Your assignment
All of the entries below are to be copied without any alteration.

---- Records for this task

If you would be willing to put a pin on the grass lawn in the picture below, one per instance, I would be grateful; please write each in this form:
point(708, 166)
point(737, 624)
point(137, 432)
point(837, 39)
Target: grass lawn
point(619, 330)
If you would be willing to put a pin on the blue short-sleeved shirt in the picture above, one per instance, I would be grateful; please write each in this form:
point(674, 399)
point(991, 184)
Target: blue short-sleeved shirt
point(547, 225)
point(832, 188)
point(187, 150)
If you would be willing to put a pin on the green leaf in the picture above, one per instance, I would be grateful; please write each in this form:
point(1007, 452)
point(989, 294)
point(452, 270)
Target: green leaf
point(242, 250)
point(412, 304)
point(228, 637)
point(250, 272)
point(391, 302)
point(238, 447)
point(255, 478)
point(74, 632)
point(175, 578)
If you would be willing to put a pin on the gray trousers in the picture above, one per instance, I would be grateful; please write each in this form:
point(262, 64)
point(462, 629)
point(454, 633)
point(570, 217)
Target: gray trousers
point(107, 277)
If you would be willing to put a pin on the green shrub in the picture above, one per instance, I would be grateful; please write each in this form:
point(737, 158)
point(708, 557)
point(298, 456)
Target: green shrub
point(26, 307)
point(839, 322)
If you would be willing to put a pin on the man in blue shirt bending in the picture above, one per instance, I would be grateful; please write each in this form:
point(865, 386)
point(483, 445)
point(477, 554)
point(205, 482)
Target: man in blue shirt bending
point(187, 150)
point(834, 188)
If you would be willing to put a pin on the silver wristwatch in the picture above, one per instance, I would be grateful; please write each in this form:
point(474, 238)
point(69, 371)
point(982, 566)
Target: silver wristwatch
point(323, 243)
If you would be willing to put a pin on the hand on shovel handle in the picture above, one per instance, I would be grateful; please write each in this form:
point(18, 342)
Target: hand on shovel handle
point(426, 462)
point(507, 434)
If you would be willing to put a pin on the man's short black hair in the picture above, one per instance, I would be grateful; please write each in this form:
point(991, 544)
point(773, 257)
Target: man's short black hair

--------

Answer for this exercise
If you would be willing to put a pin on the grass lawn in the picture below, one per instance, I would be grateful; please write each in this form:
point(708, 166)
point(737, 624)
point(137, 432)
point(837, 39)
Target: grass lawn
point(619, 330)
If you would be willing to put a pin on the blue short-sleeved shirt in the picture above, one per instance, I would be grateful; please write each in this form:
point(674, 399)
point(991, 184)
Target: blue short-sleeved shirt
point(547, 225)
point(832, 188)
point(187, 150)
If you would be willing to put a pin on the green leaf in the picture above, one per instance, I would be grateful; please write each in this form:
point(1007, 452)
point(989, 294)
point(452, 270)
Target: green leaf
point(242, 250)
point(412, 304)
point(228, 637)
point(250, 272)
point(391, 302)
point(238, 447)
point(255, 478)
point(74, 632)
point(175, 578)
If you would be willing to put a pin on the gray trousers in the picture above, one per instance, I would be grateful; please write each in this form:
point(262, 64)
point(462, 629)
point(454, 633)
point(570, 217)
Target: gray trousers
point(107, 277)
If you would be willing to put a pin on the green shrub in the picture above, one per instance, I would be grateful; please write each in this form:
point(737, 158)
point(708, 557)
point(298, 456)
Target: green shrub
point(26, 307)
point(839, 322)
If you would be willing to put a pin on the man in blue shirt bending in the picture above, one per instance, I would be grateful; please write each in this form:
point(865, 386)
point(483, 445)
point(477, 554)
point(205, 482)
Target: man in blue shirt bending
point(187, 150)
point(834, 188)
If you would be willing to put a pin on the silver wristwatch in the picture above, one per instance, I would be grateful; please write each in this form:
point(474, 238)
point(69, 371)
point(982, 566)
Target: silver wristwatch
point(323, 243)
If you would be willing to put a pin on the hand on shovel handle in the picture above, one per instance, I would be grateful; please write each in this form:
point(18, 342)
Target: hand on shovel handle
point(426, 462)
point(507, 434)
If you would be willing to put a pin on the man's short black hair in the picture above, one per instance, I would be grateful; please write each in this form:
point(991, 544)
point(773, 257)
Target: man's short black hair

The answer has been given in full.